→ **What you should do**
Pick out each line in the items below that contains the word "knuckle", and copy those lines. Case counts.

[Point-based annotation data]
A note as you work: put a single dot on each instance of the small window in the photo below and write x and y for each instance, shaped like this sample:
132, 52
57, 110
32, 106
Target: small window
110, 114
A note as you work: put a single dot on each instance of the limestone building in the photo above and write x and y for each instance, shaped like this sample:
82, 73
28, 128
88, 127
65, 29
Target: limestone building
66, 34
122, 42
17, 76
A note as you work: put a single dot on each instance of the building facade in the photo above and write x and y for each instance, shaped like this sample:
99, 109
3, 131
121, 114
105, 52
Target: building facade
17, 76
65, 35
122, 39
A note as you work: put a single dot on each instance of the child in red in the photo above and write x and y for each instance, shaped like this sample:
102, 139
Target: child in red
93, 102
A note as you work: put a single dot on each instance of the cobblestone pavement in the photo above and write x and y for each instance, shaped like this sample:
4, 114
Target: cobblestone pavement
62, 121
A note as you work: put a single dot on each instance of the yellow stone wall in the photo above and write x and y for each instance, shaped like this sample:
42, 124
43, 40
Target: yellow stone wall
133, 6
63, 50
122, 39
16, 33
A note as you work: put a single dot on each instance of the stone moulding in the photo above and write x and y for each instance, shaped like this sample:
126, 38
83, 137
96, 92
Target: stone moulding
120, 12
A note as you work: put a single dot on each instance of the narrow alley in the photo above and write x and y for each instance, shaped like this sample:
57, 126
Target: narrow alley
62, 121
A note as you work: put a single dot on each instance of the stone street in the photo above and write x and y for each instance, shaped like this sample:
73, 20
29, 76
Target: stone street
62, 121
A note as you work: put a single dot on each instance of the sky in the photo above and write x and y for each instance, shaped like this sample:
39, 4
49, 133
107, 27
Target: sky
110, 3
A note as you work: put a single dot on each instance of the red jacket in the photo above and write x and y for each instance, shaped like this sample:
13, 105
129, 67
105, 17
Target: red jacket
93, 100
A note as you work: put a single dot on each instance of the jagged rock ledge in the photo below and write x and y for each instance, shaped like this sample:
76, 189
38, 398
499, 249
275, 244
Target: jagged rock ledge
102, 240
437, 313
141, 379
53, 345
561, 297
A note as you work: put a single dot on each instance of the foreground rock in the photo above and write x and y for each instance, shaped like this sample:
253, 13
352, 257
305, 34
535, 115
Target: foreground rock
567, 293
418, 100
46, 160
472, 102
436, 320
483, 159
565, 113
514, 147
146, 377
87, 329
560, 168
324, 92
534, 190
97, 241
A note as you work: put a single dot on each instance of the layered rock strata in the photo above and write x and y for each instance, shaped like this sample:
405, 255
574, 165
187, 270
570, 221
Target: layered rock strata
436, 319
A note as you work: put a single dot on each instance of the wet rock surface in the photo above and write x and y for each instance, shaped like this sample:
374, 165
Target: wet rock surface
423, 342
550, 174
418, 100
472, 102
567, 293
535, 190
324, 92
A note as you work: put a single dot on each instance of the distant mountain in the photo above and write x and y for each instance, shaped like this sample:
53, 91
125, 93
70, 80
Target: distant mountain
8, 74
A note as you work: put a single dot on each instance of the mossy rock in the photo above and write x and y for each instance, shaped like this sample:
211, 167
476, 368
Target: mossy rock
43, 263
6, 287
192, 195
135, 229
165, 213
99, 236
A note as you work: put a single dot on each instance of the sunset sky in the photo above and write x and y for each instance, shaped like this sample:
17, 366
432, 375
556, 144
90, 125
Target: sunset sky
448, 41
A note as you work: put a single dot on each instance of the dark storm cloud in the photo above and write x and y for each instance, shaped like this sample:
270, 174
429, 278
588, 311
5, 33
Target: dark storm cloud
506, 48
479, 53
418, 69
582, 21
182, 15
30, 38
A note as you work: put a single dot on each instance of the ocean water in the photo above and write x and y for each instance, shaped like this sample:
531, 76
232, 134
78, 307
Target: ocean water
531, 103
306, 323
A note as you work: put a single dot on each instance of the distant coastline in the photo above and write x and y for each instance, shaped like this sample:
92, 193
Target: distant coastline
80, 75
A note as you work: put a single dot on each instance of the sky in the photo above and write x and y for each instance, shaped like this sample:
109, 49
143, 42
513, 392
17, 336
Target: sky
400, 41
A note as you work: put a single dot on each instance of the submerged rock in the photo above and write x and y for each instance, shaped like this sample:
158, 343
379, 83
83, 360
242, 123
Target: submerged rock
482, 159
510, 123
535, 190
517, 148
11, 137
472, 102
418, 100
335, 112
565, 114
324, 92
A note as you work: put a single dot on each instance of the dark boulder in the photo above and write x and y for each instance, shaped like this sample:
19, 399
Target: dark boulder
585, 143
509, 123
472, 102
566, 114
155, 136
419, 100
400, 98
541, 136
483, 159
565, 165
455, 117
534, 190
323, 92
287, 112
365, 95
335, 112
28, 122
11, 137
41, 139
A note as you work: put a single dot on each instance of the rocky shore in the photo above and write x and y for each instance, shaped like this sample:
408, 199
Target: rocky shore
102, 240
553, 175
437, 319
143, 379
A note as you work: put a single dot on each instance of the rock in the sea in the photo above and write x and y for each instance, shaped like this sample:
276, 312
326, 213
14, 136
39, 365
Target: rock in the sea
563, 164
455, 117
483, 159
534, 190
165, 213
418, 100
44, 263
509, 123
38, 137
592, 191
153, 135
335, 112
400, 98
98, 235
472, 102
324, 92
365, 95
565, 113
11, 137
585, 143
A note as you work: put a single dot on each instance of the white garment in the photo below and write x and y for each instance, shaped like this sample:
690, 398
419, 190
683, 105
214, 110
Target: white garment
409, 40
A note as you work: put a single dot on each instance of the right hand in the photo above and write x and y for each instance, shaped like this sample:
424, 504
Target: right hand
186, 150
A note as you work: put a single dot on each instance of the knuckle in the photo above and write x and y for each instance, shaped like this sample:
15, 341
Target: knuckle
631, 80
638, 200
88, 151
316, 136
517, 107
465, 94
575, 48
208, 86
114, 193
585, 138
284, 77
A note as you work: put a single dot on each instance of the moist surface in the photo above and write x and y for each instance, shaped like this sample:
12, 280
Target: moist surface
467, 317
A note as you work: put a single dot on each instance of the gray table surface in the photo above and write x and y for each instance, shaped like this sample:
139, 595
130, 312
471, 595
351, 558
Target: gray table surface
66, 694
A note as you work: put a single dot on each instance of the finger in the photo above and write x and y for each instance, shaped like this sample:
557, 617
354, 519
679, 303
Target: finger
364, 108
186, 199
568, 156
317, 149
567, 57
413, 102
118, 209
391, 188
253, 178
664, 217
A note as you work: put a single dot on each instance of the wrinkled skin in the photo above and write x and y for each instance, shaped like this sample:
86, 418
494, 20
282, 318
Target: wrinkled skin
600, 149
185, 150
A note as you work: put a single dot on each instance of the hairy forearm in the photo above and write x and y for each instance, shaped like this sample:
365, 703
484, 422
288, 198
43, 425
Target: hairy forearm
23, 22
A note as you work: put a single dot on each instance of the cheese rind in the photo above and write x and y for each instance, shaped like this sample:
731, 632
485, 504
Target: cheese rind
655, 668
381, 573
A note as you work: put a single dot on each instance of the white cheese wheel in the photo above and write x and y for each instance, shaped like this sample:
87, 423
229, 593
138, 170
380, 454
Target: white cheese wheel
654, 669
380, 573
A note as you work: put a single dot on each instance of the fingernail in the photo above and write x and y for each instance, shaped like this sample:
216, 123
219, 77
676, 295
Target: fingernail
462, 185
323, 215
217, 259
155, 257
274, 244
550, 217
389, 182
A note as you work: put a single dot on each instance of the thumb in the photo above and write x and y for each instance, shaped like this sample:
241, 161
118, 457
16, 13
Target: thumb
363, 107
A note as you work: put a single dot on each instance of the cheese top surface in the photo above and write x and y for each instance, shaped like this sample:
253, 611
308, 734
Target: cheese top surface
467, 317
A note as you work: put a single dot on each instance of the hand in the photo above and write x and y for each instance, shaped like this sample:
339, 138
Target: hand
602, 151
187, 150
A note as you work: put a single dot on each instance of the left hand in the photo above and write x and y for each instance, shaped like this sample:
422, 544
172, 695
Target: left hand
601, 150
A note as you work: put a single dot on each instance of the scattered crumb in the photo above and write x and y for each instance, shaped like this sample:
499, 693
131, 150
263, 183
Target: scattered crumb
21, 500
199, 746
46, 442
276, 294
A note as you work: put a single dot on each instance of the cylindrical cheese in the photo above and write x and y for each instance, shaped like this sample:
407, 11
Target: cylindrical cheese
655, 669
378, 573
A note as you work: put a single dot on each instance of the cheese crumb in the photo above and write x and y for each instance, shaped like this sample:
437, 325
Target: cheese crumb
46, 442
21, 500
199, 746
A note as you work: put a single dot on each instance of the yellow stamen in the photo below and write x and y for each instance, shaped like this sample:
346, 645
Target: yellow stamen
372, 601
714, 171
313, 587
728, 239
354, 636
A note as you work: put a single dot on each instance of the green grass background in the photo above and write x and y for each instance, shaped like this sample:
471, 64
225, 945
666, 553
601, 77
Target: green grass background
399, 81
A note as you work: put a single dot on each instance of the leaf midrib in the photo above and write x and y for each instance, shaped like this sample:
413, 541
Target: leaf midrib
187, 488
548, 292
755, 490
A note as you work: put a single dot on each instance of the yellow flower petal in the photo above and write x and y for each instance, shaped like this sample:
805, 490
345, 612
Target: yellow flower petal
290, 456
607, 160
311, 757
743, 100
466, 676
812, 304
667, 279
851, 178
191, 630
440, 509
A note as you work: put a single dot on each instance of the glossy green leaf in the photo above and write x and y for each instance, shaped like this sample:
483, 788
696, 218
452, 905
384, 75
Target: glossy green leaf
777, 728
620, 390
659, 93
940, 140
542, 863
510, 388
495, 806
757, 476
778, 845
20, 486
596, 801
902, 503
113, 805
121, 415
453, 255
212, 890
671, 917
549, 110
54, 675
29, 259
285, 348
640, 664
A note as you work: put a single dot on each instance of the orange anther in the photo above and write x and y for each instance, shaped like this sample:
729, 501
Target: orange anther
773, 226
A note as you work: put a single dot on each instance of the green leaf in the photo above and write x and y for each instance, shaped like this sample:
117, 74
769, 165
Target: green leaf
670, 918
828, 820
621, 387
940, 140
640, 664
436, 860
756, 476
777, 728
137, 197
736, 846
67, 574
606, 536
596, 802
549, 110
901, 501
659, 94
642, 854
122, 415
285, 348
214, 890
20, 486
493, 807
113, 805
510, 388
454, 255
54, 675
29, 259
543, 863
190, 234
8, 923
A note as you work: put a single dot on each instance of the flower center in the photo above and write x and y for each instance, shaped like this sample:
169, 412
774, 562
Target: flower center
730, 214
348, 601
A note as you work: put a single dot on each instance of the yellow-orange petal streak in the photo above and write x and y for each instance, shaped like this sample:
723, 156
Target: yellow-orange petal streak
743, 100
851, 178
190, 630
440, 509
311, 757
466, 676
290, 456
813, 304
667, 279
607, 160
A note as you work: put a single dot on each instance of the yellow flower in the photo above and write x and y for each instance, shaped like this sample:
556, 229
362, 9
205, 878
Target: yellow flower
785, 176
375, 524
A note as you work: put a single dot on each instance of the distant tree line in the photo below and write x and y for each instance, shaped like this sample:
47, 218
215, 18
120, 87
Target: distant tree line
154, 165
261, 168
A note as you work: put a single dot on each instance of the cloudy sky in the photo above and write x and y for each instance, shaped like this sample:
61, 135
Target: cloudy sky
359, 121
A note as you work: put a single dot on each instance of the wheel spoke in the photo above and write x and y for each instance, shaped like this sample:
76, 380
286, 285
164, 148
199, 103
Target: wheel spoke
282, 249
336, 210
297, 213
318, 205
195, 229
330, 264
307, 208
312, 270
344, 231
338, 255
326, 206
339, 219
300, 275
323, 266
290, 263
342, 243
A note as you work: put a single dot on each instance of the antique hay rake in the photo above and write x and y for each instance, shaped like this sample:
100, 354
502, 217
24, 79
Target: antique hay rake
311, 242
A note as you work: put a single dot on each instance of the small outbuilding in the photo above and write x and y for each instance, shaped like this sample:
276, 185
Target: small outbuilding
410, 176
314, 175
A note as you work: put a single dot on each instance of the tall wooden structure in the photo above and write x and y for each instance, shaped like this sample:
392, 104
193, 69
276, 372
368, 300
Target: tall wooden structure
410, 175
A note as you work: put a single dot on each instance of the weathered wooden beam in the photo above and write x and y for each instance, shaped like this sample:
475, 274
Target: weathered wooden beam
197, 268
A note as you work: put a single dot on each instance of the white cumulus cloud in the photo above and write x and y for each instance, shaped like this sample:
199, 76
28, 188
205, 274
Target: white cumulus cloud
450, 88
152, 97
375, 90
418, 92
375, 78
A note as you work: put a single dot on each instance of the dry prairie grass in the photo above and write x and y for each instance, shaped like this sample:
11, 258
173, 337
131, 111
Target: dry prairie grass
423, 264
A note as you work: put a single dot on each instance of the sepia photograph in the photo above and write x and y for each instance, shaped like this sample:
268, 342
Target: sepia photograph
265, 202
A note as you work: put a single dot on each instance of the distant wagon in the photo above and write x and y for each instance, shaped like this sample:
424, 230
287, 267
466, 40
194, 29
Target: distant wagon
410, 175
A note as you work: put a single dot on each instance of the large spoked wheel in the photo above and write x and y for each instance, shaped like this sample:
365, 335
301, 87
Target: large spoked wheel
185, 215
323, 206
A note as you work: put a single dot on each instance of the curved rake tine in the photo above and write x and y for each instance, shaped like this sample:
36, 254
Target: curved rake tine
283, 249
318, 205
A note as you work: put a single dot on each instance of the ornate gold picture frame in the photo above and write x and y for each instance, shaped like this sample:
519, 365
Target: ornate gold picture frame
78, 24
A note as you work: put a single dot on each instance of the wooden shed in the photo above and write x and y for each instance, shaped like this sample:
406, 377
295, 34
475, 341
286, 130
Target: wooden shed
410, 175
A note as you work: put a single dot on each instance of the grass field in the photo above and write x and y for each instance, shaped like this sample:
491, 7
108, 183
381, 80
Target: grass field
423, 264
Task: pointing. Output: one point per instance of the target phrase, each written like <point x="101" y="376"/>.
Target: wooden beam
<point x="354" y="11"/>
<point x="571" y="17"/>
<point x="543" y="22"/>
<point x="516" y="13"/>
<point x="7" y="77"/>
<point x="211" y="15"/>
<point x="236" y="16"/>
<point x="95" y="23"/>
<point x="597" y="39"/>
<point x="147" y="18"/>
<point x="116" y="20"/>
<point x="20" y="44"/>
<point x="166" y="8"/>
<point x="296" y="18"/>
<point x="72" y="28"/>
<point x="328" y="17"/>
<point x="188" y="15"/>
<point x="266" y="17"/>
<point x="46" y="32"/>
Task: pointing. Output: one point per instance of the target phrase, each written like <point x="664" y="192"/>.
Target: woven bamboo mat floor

→ **Reply to the exercise**
A note as you work: put a single dot on each instance of the knuckle in the photo above and write x and y for each instance, shaped like this sample:
Target: knuckle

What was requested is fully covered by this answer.